### Liste des consignes
[1] Retouchez le passage de l'article sur les révolutions tunisienne et égyptienne qui va de « Mais voilà : tout » à « que leurs similitudes. ». Recopiez-le en remplaçant « similitudes » par « ressemblances ».
[2] Poursuivez l'article sur les révolutions tunisienne et égyptienne à partir de sa dernière phrase.

### Article
================================

Les révolutions tunisienne et egyptienne : de la triple distinction

Nombreux sont les observateurs, dans le monde occidental, à considérer les actuelles révolutions tunisienne et égyptienne de même empreinte sociologique. C’est là une grave erreur de jugement politique tout autant que de perspective historique. Certes les peuples tunisiens et égyptiens ont-ils au moins, en ce formidable et noble combat, deux importants, et même essentiels, points en commun, dont on ne pourra bien évidemment que se réjouir : leur inextinguible soif de démocratie et, parallèlement, leur tout aussi invincible volonté de renverser ces dictatures qui les ont si longtemps, et souvent de la manière la plus cruelle qui soit, opprimés. Il est même fort probable que l’ampleur de ces mouvements de masse s’étendra très bientôt, tant ses revendications s’avèrent aussi économiquement justifiées qu’idéologiquement légitimes, à tout le monde arabo-musulman, ainsi qu’on le voit déjà poindre au Yémen, en Jordanie, en Algérie et même, quoique dans une moindre mesure, au Maroc, monarchie de droit divin encore réputée (à tort) réfractaire à ce genre de protestation.
 
Mais voilà : tout ceci étant dit et admis, reste que les situations tunisienne et égyptienne ne sont pas identiques, loin s’en faut, et que leurs différences se révèlent même plus fondamentales, par-delà les apparences, que leurs similitudes.

================================

### Enregistrements extraits d'une collection
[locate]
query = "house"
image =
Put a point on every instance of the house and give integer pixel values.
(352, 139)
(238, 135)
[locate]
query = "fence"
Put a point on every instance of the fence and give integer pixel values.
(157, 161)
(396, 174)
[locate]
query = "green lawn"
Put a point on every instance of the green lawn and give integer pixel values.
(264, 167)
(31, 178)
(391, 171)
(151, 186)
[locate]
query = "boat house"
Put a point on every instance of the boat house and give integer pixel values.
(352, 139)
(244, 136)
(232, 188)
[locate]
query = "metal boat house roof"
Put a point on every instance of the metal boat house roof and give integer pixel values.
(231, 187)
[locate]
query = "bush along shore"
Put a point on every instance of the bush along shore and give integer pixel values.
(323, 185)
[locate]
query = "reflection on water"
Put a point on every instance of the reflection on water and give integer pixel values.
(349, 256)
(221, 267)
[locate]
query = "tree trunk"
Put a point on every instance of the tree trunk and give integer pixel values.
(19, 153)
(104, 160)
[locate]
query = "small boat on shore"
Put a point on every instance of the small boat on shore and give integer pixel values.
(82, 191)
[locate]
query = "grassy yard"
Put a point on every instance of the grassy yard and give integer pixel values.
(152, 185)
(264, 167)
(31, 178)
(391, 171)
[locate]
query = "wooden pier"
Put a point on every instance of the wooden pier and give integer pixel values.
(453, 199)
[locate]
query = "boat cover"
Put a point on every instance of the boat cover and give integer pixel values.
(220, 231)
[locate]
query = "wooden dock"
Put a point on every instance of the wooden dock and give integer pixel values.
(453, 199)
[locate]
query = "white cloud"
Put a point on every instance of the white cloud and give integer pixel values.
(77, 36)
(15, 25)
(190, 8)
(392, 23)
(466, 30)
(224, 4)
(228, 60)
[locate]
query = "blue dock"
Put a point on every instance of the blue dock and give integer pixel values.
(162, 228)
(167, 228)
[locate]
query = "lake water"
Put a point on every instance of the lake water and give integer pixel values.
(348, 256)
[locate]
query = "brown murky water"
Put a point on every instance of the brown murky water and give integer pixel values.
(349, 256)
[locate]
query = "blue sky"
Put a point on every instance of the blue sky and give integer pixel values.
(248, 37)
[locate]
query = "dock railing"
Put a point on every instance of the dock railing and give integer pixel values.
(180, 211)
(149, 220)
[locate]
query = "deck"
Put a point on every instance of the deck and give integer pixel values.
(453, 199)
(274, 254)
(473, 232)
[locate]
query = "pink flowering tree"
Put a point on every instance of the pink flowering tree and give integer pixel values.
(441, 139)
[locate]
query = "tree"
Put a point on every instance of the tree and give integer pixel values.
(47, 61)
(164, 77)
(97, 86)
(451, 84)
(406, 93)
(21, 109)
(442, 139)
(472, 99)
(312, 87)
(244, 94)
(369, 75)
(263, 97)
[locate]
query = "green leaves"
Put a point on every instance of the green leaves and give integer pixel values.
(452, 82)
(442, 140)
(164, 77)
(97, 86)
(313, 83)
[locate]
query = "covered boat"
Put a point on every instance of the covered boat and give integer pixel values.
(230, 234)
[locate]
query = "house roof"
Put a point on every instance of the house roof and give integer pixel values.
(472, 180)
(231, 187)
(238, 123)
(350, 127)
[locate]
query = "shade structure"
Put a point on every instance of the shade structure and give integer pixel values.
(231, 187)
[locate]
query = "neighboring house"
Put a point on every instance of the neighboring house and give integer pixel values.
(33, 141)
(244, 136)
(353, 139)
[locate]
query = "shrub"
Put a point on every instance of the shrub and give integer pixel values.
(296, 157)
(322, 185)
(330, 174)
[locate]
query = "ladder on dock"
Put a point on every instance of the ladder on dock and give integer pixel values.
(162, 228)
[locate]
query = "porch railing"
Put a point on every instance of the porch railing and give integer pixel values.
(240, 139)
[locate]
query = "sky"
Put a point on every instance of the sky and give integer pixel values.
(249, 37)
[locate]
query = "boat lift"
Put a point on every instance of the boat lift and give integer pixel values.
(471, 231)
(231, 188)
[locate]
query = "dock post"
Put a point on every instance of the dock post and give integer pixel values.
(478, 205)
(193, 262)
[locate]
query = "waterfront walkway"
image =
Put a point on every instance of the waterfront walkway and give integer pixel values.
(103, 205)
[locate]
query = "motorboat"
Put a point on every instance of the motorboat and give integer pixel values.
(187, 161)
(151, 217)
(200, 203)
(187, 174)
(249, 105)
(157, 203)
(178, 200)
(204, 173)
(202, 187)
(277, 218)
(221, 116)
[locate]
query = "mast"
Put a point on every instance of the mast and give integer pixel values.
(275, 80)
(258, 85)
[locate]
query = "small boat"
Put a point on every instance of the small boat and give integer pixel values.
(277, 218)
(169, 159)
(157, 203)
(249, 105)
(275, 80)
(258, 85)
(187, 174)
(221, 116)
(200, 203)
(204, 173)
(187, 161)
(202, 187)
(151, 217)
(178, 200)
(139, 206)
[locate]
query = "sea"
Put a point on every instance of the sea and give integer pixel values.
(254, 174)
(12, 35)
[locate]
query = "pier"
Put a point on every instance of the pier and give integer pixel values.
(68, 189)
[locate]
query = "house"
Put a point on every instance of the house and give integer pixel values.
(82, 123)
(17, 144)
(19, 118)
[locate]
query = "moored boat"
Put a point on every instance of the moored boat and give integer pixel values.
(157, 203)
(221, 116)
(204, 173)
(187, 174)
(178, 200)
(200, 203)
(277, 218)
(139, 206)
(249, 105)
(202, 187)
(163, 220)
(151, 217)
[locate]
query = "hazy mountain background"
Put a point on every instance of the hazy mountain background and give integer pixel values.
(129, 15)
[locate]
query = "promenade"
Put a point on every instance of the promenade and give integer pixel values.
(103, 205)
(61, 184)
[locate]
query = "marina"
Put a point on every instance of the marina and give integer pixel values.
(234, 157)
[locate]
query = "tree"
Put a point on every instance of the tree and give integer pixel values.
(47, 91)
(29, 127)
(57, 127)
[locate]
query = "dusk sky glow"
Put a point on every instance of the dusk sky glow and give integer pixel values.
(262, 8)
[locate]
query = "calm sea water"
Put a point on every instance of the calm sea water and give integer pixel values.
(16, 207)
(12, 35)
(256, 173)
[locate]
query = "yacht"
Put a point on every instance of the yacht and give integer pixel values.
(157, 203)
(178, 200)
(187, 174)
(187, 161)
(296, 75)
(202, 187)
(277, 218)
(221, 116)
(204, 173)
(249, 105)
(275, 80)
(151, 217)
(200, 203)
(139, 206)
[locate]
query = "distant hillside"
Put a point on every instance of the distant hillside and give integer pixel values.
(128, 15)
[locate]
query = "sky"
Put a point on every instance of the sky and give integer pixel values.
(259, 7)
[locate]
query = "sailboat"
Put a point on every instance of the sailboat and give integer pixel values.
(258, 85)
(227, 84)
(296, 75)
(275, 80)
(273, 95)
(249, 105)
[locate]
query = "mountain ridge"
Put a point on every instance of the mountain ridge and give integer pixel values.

================================

### Résultats par consigne
[1]
Mais voilà : tout ceci étant dit et admis, reste que les situations tunisienne et égyptienne ne sont pas identiques, loin s’en faut, et que leurs différences se révèlent même plus fondamentales, par-delà les apparences, que leurs ressemblances.

[2]
 
- La première de ces différences est à chercher dans la nature de ces régimes. Car, pour totalitaires que soient ces deux Etats (y compris dans leur tentaculaire contrôle des médias), celui du dictateur tunisien (Ben Ali) reposait sur l’appareil policier, certes redoutable mais néanmoins relativement fragile tant il était honnis par le peuple, tandis que celui du despote égyptien (Moubarak) s’appuie sur la force militaire, pouvoir structurellement beaucoup plus difficile à vaincre et jouissant encore, nonobstant ses multiples exactions, d’un réel prestige auprès des masses populaires. Preuve en est que la révolution tunisienne semble effectivement accomplie, avec le départ précipité et fort peu glorieux de Ben Ali, alors que la révolution égyptienne piétine et se cherche désespérément, confinée qu’elle est sur la pace centrale du Caire, avec un Moubarak encore accroché, malgré un règne certes chancelant et quelques accommodements de circonstance (un pseudo-dialogue avec une opposition au sein de laquelle le prix Nobel de la paix El Baradei n’a même pas été invité à participer), à son inamovible poste de commandement en chef.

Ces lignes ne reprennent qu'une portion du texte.